───── DATA FOR THIS TASK ─────

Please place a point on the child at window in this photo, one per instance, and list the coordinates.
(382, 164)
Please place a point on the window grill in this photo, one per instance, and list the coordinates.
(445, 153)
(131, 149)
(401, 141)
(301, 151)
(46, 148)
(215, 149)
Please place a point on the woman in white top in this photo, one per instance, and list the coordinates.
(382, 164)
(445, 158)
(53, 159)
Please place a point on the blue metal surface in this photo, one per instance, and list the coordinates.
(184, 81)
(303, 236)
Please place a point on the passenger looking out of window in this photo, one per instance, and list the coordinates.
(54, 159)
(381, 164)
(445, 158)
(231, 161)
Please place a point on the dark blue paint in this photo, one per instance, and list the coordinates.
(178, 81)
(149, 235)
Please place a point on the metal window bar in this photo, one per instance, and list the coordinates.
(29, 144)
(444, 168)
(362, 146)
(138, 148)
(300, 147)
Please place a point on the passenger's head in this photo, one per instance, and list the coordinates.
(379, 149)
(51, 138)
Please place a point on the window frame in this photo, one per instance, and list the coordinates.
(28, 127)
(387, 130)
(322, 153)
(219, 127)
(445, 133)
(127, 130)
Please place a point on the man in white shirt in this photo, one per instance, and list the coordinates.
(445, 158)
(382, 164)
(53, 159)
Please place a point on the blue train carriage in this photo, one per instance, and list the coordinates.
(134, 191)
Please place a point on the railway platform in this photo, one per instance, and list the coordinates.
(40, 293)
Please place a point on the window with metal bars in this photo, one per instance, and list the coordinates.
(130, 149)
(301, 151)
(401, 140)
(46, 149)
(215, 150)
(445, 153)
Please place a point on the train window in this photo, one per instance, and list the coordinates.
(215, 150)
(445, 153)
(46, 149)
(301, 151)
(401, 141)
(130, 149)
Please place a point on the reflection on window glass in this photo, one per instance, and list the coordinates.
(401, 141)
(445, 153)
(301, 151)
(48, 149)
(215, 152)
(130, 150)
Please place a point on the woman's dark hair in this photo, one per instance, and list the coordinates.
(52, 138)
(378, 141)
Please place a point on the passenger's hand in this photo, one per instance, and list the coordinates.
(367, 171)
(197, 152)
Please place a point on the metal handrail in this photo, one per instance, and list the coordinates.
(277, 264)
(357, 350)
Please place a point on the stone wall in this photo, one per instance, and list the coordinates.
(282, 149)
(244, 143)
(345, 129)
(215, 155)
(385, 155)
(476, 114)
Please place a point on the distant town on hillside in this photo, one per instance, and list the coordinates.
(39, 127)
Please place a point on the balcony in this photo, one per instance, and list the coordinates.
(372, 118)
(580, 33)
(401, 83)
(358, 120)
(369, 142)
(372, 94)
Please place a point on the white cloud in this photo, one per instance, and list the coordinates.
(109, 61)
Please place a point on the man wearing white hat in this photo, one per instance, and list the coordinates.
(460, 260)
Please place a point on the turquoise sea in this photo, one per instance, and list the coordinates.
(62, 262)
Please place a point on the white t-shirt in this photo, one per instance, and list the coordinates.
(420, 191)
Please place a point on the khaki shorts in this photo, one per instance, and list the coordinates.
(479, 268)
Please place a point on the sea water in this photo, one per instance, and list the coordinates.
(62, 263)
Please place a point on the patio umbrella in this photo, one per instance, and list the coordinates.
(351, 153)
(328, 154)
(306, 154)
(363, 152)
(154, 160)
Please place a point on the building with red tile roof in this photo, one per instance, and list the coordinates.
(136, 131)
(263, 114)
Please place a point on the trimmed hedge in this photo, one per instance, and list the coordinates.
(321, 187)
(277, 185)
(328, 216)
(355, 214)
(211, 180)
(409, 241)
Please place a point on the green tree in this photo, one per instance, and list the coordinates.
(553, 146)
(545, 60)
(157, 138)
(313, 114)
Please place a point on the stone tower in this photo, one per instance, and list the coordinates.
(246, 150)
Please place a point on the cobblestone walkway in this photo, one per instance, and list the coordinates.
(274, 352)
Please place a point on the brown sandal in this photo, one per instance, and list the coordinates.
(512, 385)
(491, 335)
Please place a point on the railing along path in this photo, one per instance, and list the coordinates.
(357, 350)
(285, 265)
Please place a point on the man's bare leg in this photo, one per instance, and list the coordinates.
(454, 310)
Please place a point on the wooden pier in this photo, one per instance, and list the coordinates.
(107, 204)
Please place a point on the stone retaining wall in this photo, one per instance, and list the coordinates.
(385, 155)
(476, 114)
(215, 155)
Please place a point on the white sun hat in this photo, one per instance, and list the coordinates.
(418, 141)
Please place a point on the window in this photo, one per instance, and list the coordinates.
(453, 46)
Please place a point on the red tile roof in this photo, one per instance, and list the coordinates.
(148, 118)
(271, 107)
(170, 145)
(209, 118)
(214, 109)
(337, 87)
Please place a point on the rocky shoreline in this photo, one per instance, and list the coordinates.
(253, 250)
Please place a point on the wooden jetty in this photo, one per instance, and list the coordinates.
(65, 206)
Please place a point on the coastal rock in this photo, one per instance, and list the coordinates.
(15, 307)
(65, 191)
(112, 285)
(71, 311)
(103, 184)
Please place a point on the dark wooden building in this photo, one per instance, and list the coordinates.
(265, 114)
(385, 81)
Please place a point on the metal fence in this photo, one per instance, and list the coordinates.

─────

GOAL:
Can you print all of the data above again, word for word and line for line, without changing anything?

RESPONSE:
Please place a point on the child at window in this photo, one per instance, and list the coordinates.
(382, 164)
Please place a point on the window grill in this photo, one per instance, and list the coordinates.
(445, 153)
(131, 149)
(401, 141)
(301, 151)
(46, 148)
(215, 149)
Please place a point on the woman in white top in this photo, one per instance, and list the coordinates.
(382, 164)
(445, 158)
(53, 159)
Please place a point on the blue metal surface in this photo, one per instance, and list the coordinates.
(184, 81)
(303, 236)
Please place a point on the passenger looking out of window in this photo, one per instance, and list the coordinates.
(54, 159)
(381, 164)
(445, 158)
(231, 161)
Please place a point on the dark blue paint in this photo, one per instance, and list the coordinates.
(178, 81)
(149, 235)
Please place a point on the metal window bar in this photo, one per instance, and list the coordinates.
(29, 144)
(444, 168)
(362, 146)
(138, 148)
(300, 147)
Please place a point on the passenger's head in this photo, one per instance, and list the coordinates.
(379, 149)
(51, 138)
Please place a point on the window frame in this photo, one per instance, and list the coordinates.
(28, 127)
(387, 130)
(322, 153)
(219, 127)
(445, 133)
(127, 130)
Please place a point on the man in white shirt in this photo, one per instance, and list the coordinates.
(445, 158)
(382, 164)
(53, 159)
Please place a point on the blue train carriage in this photo, one per instance, and list the coordinates.
(134, 191)
Please place a point on the railway platform in this photo, one per instance, and list the coordinates.
(40, 293)
Please place a point on the window with metal bars in this photo, one per instance, and list the coordinates.
(130, 149)
(301, 151)
(401, 140)
(46, 149)
(215, 150)
(445, 153)
Please place a point on the train window in this photo, one per instance, and list the coordinates.
(215, 150)
(445, 153)
(46, 149)
(301, 151)
(401, 141)
(130, 149)
Please place a point on the reflection on window glass in this photo, one per instance, and list the coordinates.
(401, 141)
(445, 153)
(301, 151)
(48, 149)
(215, 152)
(130, 150)
Please place a point on the woman's dark hair in this photo, one per instance, and list the coordinates.
(52, 138)
(378, 141)
Please place a point on the passenger's hand in this photo, one per instance, and list the coordinates.
(367, 171)
(197, 152)
Please place a point on the metal handrail in this photo, one per instance, and list the coordinates.
(277, 264)
(357, 350)
Please place a point on the stone wall in this photo, one per instance, and list the coordinates.
(282, 149)
(244, 143)
(345, 129)
(215, 155)
(385, 155)
(476, 114)
Please place a point on the distant town on hillside in this photo, one per instance, and list the coordinates.
(39, 127)
Please place a point on the balcony in this photo, one per instance, and list the coordinates.
(372, 118)
(580, 33)
(401, 83)
(358, 120)
(369, 142)
(372, 94)
Please place a point on the white cloud in this photo, one per instance, and list the coordinates.
(109, 61)
Please place a point on the man wearing white hat in this photo, one per instance, and list the coordinates.
(460, 260)
Please place a point on the turquoise sea in this photo, one per instance, and list the coordinates.
(62, 262)
Please place a point on the white t-shirt in this photo, one per instance, and list the coordinates.
(420, 191)
Please place a point on the khaki shorts in this photo, one per instance, and list the coordinates.
(479, 268)
Please place a point on the sea water in this photo, one per instance, and list the coordinates.
(62, 263)
Please place a point on the patio umbrella in this photo, one per instance, and list the coordinates.
(351, 153)
(328, 154)
(306, 154)
(363, 152)
(154, 160)
Please place a point on the building with red tile roof in this photo, one per instance, and list the coordinates.
(136, 131)
(263, 114)
Please place a point on the trimmed hedge in this photo, one per instance, and list the coordinates.
(321, 187)
(277, 185)
(328, 216)
(355, 214)
(211, 180)
(409, 241)
Please place a point on the green tree in this photo, one per instance, and list the coordinates.
(553, 146)
(545, 60)
(157, 138)
(313, 114)
Please place a point on the stone tower in this photo, one per instance, and list the coordinates.
(246, 150)
Please place a point on the cobblestone walkway in this photo, one per instance, and list the coordinates.
(274, 352)
Please place a point on the brown sandal in this photo, one per instance, and list the coordinates.
(512, 385)
(491, 335)
Please place a point on the railing along path in this photo, one per instance, and list the coordinates.
(357, 350)
(285, 265)
Please place a point on the man's bare leg in this photo, one per instance, and list the coordinates.
(454, 310)
Please place a point on the wooden pier in this photo, one per instance, and list the coordinates.
(107, 204)
Please place a point on the stone retaining wall in this photo, one per instance, and list the coordinates.
(385, 155)
(476, 114)
(215, 155)
Please place a point on the white sun hat in this photo, one per instance, and list the coordinates.
(418, 141)
Please place a point on the window in this photo, one per instance, and list the coordinates.
(453, 46)
Please place a point on the red tile roof in this photo, one per instance, and list the coordinates.
(148, 118)
(271, 107)
(170, 145)
(209, 118)
(214, 109)
(337, 87)
Please place a point on the rocky shoreline in this photo, one per instance, and list the coordinates.
(253, 250)
Please place a point on the wooden jetty in this photo, one per instance, and list the coordinates.
(65, 206)
Please place a point on the coastal rock in this photo, one per instance, and list the coordinates.
(15, 307)
(65, 191)
(112, 285)
(71, 311)
(103, 184)
Please place a point on the dark wooden building in this photo, one per instance, and list the coordinates.
(265, 114)
(385, 81)
Please place a point on the metal fence in this photo, one per instance, and list the coordinates.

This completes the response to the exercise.